◆ **PROVIDED PASSAGE**:
Module pearl.neural_networks.common.utils

Expand source code
import logging
from typing import Any, Dict, List, Optional, Union

import torch
import torch.nn as nn

from torch.func import stack_module_state

from .residual_wrapper import ResidualWrapper

ACTIVATION_MAP = {
    "tanh": nn.Tanh,
    "relu": nn.ReLU,
    "leaky_relu": nn.LeakyReLU,
    "linear": nn.Identity,
    "sigmoid": nn.Sigmoid,
    "softplus": nn.Softplus,
    "softmax": nn.Softmax,
}


def mlp_block(
    input_dim: int,
    hidden_dims: Optional[List[int]],
    output_dim: int = 1,
    use_batch_norm: bool = False,
    use_layer_norm: bool = False,
    hidden_activation: str = "relu",
    last_activation: Optional[str] = None,
    dropout_ratio: float = 0.0,
    use_skip_connections: bool = False,
    **kwargs: Any,
) -> nn.Module:
    """
    A simple MLP which can be reused to create more complex networks
    Args:
        input_dim: dimension of the input layer
        hidden_dims: a list of dimensions of the hidden layers
        output_dim: dimension of the output layer
        use_batch_norm: whether to use batch_norm or not in the hidden layers
        hidden_activation: activation function used for hidden layers
        last_activation: this is optional, if need activation for layer, set this input
                        otherwise, no activation is applied on last layer
        dropout_ratio: user needs to call nn.Module.eval to ensure dropout is ignored during act
    Returns:
        an nn.Sequential module consisting of mlp layers
    """

◆ **PROVIDED DATA**:
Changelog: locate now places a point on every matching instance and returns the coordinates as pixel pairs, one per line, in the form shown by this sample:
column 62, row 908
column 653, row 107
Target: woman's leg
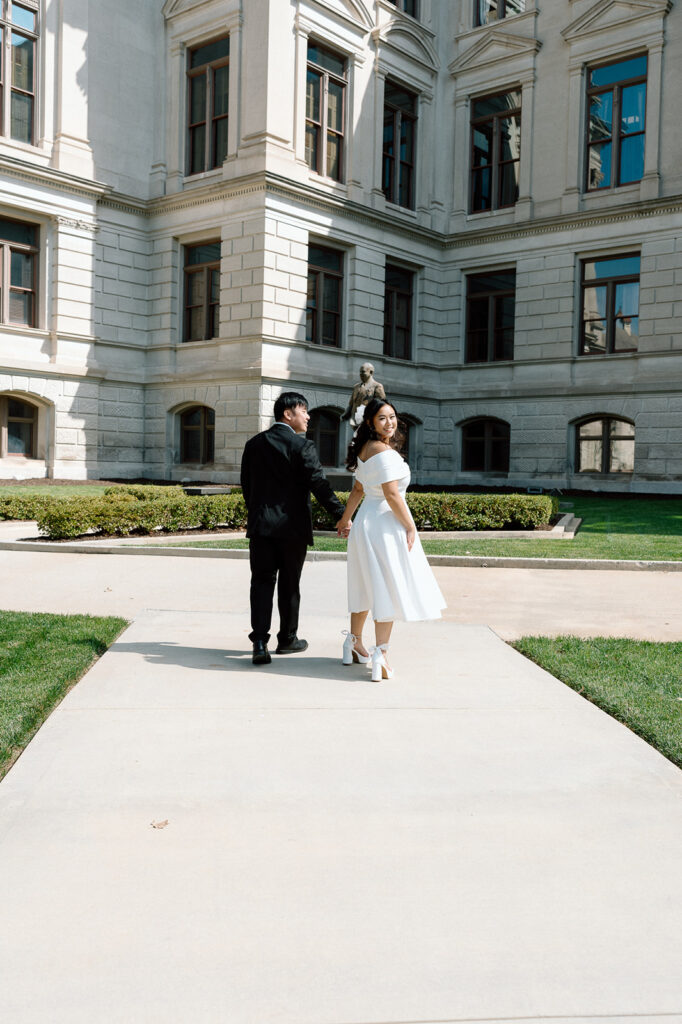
column 357, row 620
column 383, row 634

◆ **EXERCISE SET**:
a. List every string key defined in ACTIVATION_MAP in the module source.
b. Reproduce every line of the entries word for word, omitting the pictures.
The module source and the entries are unrelated to each other.

◆ **SOLUTIONS BY TASK**:
a. tanh, relu, leaky_relu, linear, sigmoid, softplus, softmax

b.
Changelog: locate now places a point on every matching instance and returns the coordinates as pixel pairs, one per line, in the form shown by this sample:
column 62, row 908
column 653, row 107
Target: woman's leg
column 357, row 620
column 383, row 634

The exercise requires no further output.